_TEXTE DU DOCUMENT_

Épuisée par le décalage horaire, une femme descend de l’avion à l’aéroport de Dakar au Sénégal. Dans la cohue indescriptible de l’aéroport, elle n’ose plus avancer. Elle a terriblement peur qu’on l’abandonne. Elle marche d’un pas hésitant vers la foule bigarrée qui semble l’attendre.
Comment aurait-elle pu se prémunir à son départ de Winnipeg contre cette ardeur et cette bienséance transfigurées par la chaleur ? Pourtant, le continent africain l’habite depuis longtemps. En réalité, chaque fois cet aller-retour entre Winnipeg et Dakar a su faire
d’elle une spectatrice interdite, une miraculée de la distance.
Plus tard, de retour dans son Manitoba natal, elle se rappellerait encore avec gratitude les femmes sénégalaises assises devant les cases bien rangées et, au-delà de leurs regards, « le temps immobile, presque éternel1 » comme un prolongement de l’espace. Dans son écriture, elle chercherait souvent à évoquer de manière allusive ces scènes d’étrangeté et d’accueil. La poésie serait alors une exploration lumineuse du départ, de la distance et surtout de la rencontre.

_MATÉRIEL FOURNI_

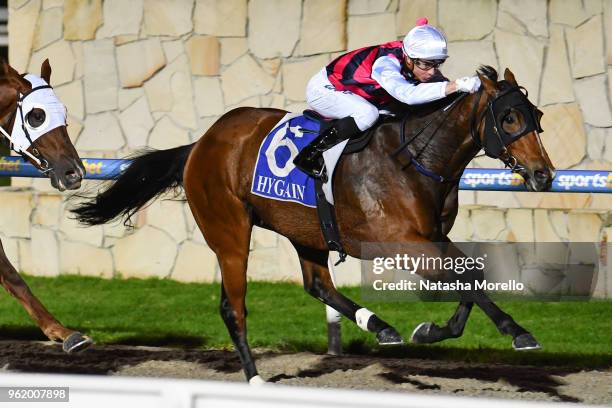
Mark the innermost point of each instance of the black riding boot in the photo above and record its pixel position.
(310, 159)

_CONSIGNE 1_
Recopiez fidèlement le passage du texte sur l'arrivée à Dakar qui va de « Comment aurait-elle pu » jusqu'à « de la rencontre. ».
_CONSIGNE 2_
D'après le texte sur l'arrivée à Dakar, de quelle ville la femme est-elle partie ?

_RÉPONSE RÉDIGÉE 1_
Comment aurait-elle pu se prémunir à son départ de Winnipeg contre cette ardeur et cette bienséance transfigurées par la chaleur ? Pourtant, le continent africain l’habite depuis longtemps. En réalité, chaque fois cet aller-retour entre Winnipeg et Dakar a su faire
d’elle une spectatrice interdite, une miraculée de la distance.
Plus tard, de retour dans son Manitoba natal, elle se rappellerait encore avec gratitude les femmes sénégalaises assises devant les cases bien rangées et, au-delà de leurs regards, « le temps immobile, presque éternel1 » comme un prolongement de l’espace. Dans son écriture, elle chercherait souvent à évoquer de manière allusive ces scènes d’étrangeté et d’accueil. La poésie serait alors une exploration lumineuse du départ, de la distance et surtout de la rencontre.

_RÉPONSE RÉDIGÉE 2_
Elle est partie de Winnipeg.